• **Point annotation dataset records**
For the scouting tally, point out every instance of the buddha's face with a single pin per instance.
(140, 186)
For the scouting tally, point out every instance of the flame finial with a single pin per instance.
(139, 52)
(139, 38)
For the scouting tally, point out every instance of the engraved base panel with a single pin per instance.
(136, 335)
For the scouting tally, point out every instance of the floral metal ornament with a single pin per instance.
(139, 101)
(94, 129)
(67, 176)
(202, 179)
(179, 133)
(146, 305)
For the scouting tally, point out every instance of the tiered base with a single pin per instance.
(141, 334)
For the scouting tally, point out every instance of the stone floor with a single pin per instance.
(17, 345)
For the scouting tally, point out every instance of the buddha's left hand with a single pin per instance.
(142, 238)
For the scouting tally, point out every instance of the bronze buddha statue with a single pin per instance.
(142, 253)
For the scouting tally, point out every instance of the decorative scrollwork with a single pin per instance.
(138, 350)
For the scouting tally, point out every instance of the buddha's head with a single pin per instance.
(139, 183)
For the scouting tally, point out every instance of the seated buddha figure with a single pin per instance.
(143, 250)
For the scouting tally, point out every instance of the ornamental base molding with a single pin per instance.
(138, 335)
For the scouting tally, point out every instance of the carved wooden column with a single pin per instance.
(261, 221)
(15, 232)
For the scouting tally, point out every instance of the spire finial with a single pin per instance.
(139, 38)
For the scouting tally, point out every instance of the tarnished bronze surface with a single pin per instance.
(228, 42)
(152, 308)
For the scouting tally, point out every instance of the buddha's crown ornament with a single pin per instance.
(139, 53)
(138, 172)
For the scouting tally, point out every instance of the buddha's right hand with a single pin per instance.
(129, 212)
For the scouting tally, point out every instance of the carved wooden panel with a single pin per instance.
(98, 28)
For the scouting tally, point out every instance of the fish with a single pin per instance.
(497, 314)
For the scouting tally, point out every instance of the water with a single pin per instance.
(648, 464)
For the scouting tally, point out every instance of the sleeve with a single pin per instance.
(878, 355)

• **Task**
All of the entries above need to be reproduced exactly.

• **Output for this task**
For the scouting tally, point out every instance of the buddha's face with a single pin per instance.
(140, 186)
For the scouting tally, point out every instance of the flame finial with a single pin per instance.
(139, 52)
(139, 38)
For the scouting tally, point out every instance of the engraved base panel with a single pin per instance.
(136, 335)
For the scouting tally, point out every instance of the floral metal ornament with a single pin per instance.
(139, 101)
(94, 129)
(67, 176)
(202, 179)
(179, 133)
(146, 305)
For the scouting tally, point out every instance of the tiered base with a single pin per instance.
(141, 334)
For the scouting tally, point out every instance of the stone floor with a single pin per instance.
(17, 345)
For the scouting tally, point out every instance of the buddha's left hand with a single pin per instance.
(142, 238)
For the scouting tally, point out every instance of the bronze buddha statue with a single pin per instance.
(142, 253)
For the scouting tally, point out every instance of the decorative scrollwork with a single pin per instance.
(138, 350)
For the scouting tally, point out every instance of the buddha's head with a single pin per instance.
(139, 183)
For the scouting tally, point out every instance of the seated buddha figure with a single pin per instance.
(143, 250)
For the scouting tally, point out every instance of the ornamental base molding with a single pin per instance.
(138, 335)
For the scouting tally, point out every instance of the carved wooden column with a single pin per instance.
(261, 221)
(15, 232)
For the scouting tally, point out every instance of the spire finial with a single pin per instance.
(139, 38)
For the scouting tally, point out every instance of the tarnished bronze surface with a single pin per instance.
(228, 42)
(152, 308)
For the scouting tally, point out every instance of the buddha's crown ornament with a single pin per instance.
(139, 53)
(138, 172)
For the scouting tally, point out every instance of the buddha's right hand with a single pin per instance.
(129, 212)
For the scouting tally, point out every instance of the carved wooden panel with a single pin per instance.
(98, 28)
For the scouting tally, point out every instance of the fish with a single pin per instance.
(497, 314)
For the scouting tally, point out every instance of the water with a single pin per instance.
(648, 464)
For the scouting tally, point out every instance of the sleeve with a single pin per instance.
(878, 355)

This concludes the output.